● Information shown:
►

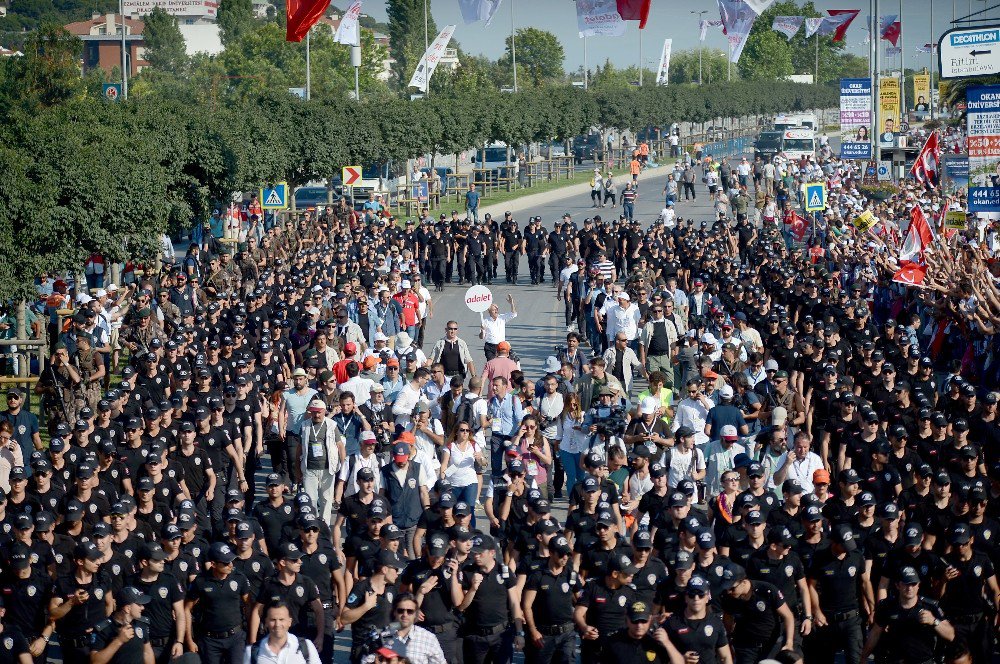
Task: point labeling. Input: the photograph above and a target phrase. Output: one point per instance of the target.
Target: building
(102, 42)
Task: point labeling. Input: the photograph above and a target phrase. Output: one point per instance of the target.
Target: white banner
(428, 63)
(347, 31)
(599, 18)
(479, 10)
(812, 25)
(738, 18)
(663, 74)
(787, 25)
(207, 8)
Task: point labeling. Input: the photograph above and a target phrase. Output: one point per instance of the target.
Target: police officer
(536, 246)
(548, 608)
(835, 582)
(600, 610)
(165, 610)
(429, 579)
(492, 615)
(123, 637)
(220, 594)
(79, 601)
(763, 622)
(907, 627)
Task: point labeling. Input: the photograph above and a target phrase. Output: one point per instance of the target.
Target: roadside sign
(478, 298)
(815, 196)
(112, 91)
(969, 52)
(351, 176)
(274, 197)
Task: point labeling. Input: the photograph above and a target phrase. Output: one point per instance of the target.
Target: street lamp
(700, 44)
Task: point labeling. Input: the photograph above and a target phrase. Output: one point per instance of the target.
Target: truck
(798, 143)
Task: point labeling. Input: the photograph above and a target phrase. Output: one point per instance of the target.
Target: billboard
(855, 118)
(206, 8)
(983, 128)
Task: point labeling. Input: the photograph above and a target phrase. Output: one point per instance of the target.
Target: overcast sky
(672, 18)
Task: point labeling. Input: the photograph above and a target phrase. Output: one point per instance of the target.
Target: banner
(479, 10)
(347, 31)
(983, 128)
(921, 92)
(855, 118)
(428, 63)
(787, 25)
(812, 25)
(737, 19)
(888, 103)
(599, 18)
(663, 73)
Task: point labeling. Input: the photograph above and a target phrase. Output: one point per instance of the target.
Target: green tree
(539, 53)
(235, 20)
(406, 36)
(165, 48)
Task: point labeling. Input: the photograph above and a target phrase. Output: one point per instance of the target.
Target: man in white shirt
(493, 327)
(280, 647)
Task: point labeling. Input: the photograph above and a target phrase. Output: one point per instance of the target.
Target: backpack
(303, 650)
(466, 413)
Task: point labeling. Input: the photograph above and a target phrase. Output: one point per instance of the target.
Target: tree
(165, 48)
(406, 36)
(539, 52)
(235, 20)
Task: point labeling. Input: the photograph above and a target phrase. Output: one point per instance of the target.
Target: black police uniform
(219, 623)
(132, 650)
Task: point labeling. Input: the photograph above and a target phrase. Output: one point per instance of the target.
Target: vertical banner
(983, 127)
(921, 92)
(599, 18)
(855, 118)
(663, 73)
(428, 63)
(888, 103)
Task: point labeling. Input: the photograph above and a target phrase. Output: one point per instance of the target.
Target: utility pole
(701, 44)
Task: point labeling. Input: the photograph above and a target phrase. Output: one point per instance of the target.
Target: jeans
(571, 466)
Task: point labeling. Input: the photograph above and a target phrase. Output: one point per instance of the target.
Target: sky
(673, 19)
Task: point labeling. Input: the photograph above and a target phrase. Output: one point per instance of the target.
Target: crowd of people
(766, 449)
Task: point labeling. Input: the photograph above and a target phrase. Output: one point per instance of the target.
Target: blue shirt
(508, 412)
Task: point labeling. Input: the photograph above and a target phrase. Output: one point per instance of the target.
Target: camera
(610, 421)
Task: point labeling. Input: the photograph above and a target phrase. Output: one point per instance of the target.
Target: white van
(796, 121)
(798, 143)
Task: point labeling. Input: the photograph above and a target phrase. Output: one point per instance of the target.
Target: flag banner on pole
(428, 63)
(737, 20)
(301, 15)
(704, 24)
(839, 20)
(599, 18)
(634, 10)
(812, 26)
(759, 6)
(479, 10)
(663, 73)
(347, 31)
(787, 25)
(890, 28)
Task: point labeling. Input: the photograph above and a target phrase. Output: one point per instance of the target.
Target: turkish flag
(302, 15)
(634, 10)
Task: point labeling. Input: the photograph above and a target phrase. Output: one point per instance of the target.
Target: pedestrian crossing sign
(815, 196)
(274, 197)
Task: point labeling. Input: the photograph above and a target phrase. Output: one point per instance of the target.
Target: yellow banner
(865, 220)
(921, 92)
(888, 101)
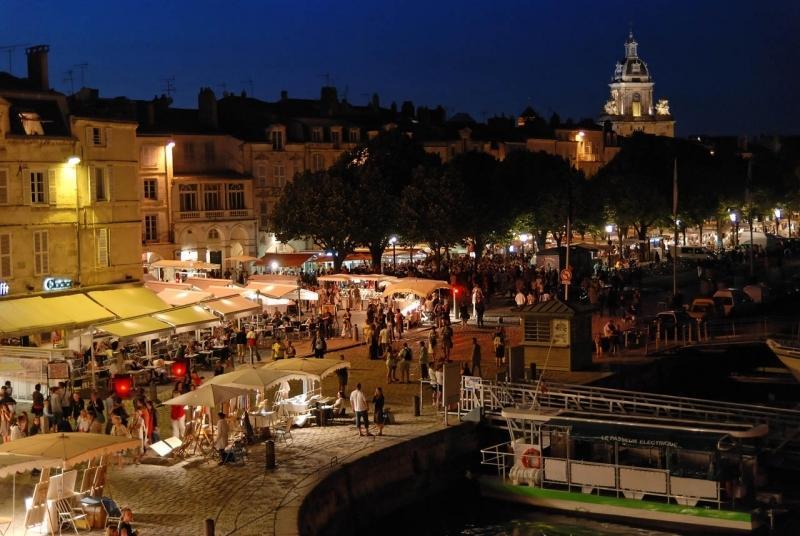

◄

● Aim of the task:
Exactly as written, restate the listing above with its pictures omitted.

● Answer to the exercise:
Task: point labeling. Input: the photograph above and a target phrase. Output: one point per instance of the target.
Target: building
(102, 42)
Task: point labeling. Input: the photograph above and a target phrase. Output: one point per instance of the target.
Target: white banner
(428, 63)
(347, 31)
(599, 18)
(479, 10)
(812, 25)
(738, 18)
(663, 74)
(787, 25)
(207, 8)
Task: point labeling. Input: the photograph above and a target phrase. Output: one point per instance of the target.
Target: police officer
(536, 246)
(548, 608)
(835, 582)
(600, 610)
(165, 610)
(429, 579)
(492, 615)
(123, 637)
(220, 594)
(79, 601)
(763, 622)
(907, 627)
Task: point labeling. Input: the photograph above and a target phrase. Output: one point per instance of the target.
Target: roadside sign
(478, 298)
(815, 196)
(112, 91)
(969, 52)
(351, 176)
(274, 197)
Task: point labeling. Input: the photograph above and a target phrase. Output: one point per instance of the target.
Target: street lamp
(700, 44)
Task: point labeling. Input: the photograph above and a target phrase. Output: one point per instance of the target.
Target: truck
(798, 143)
Task: point labeling. Input: the photograph above and a target phrase. Output: one point per instance of the target.
Target: billboard
(855, 118)
(206, 8)
(983, 128)
Task: point labeling. Input: the photograph above and a target phrase. Output: one point per instance of the target.
Target: overcast sky
(672, 18)
Task: point labeling. Input: the photograph above and a target phrase. Output: one point per instance of the target.
Target: banner
(479, 10)
(347, 31)
(983, 128)
(921, 92)
(855, 118)
(428, 63)
(787, 25)
(812, 25)
(737, 19)
(888, 103)
(599, 18)
(663, 73)
Task: point labeling. Input: the photograph above and a target phrase. Output: one point per instance of the target.
Target: green tree
(539, 53)
(235, 20)
(406, 36)
(165, 48)
Task: point labeling. Input: the photograph above and a target phrase. Output: one point per instance of the target.
Target: man in white shirt
(493, 327)
(280, 647)
Task: point labeling. Input: the photograph above and a target phrase. Output: one point per instance of the target.
Target: backpack
(303, 650)
(466, 413)
Task: point labeling. Input: the photograph above and a target phrase. Output: one point per instance of the target.
Target: tree
(165, 48)
(406, 36)
(539, 52)
(235, 20)
Task: point labeling. Input: the photograph above and a target phrase. Output: one point per instance of the target.
Target: black police uniform
(219, 623)
(132, 650)
Task: point labeling. Input: the photograph above and a target phrase. Output: one point per instance of the target.
Target: vertical banner
(983, 127)
(921, 92)
(599, 18)
(855, 118)
(663, 73)
(428, 63)
(888, 103)
Task: point labeling. Input: the photograph above and a target phrase. Output: one point per instance of the target.
Target: utility pole
(701, 44)
Task: point labeling. Input: the photograph above and a target phrase. Output: one point per instance of the target.
Target: jeans
(571, 466)
Task: point labeling. Input: the photograph above and a target phrase. Output: one point per instance of the target.
Target: sky
(673, 19)
Task: point labeling. Input: the photograph above and a target phrase. Output: one point per instance of the target.
Target: crowd of people
(766, 449)
Task: point labeling. Input: the photograph above and a target phrase. Output: one point per instance of the target.
Target: blue shirt
(508, 412)
Task: point labeling. Input: the photograph above and a target phrase. Output: one point per instance of the target.
Target: camera
(610, 421)
Task: point labeling. Input: the photograph above and a target phrase. Output: one point per instance of the target.
Target: white van
(796, 121)
(798, 143)
Task: point labeling. Input: the photograph above and a target phrase. Output: one point per instance of the target.
Target: flag banner on pole
(428, 63)
(737, 20)
(301, 15)
(704, 24)
(839, 20)
(599, 18)
(634, 10)
(812, 26)
(759, 6)
(479, 10)
(663, 73)
(347, 31)
(787, 25)
(890, 28)
Task: point labeling. Input: the photograph above and a target phrase. Output: one point per instance of the target.
Target: turkish flag
(302, 15)
(634, 10)
Task: point labeling. Input: the photograph above and a target phrase. Output: one point per instance of the target.
Target: pedestrian crossing sign
(815, 196)
(274, 197)
Task: point labeling. Input: the photograph above and a target phrase. Output: one point per instance of the target.
Target: yellow banner
(865, 220)
(921, 92)
(888, 101)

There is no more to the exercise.